What is being asked. Lines below that hold the word "baseball" must be copied in full.

Dataset excerpts.
......

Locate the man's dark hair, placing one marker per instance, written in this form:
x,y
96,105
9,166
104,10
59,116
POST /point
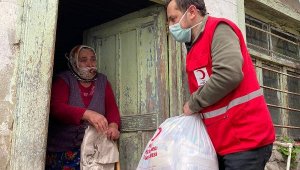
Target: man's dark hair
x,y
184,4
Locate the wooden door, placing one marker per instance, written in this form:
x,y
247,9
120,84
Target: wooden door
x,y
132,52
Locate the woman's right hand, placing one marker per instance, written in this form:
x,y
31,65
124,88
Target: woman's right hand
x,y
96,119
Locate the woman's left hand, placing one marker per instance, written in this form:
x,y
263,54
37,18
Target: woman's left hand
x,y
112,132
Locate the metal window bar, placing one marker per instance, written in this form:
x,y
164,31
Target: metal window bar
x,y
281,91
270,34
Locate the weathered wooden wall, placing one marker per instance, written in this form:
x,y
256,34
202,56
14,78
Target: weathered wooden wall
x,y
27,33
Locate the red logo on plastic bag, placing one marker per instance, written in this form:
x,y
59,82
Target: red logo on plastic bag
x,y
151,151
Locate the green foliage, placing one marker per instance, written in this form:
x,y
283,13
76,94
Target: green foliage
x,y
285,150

......

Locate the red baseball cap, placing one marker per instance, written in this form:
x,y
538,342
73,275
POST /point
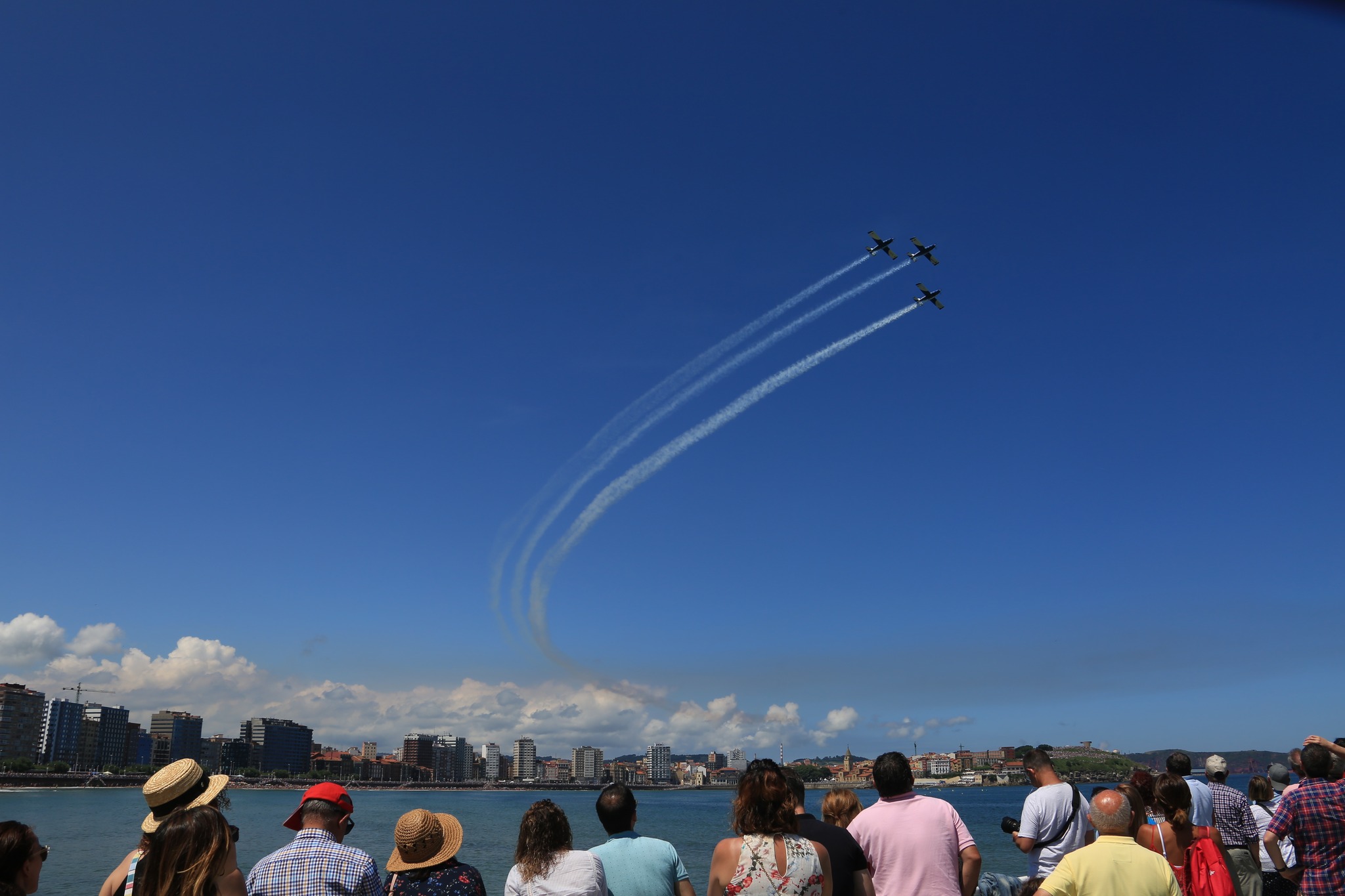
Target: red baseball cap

......

Your response.
Locate the red baseball cap, placing one marker per instance, written in this form:
Target: red baseball cap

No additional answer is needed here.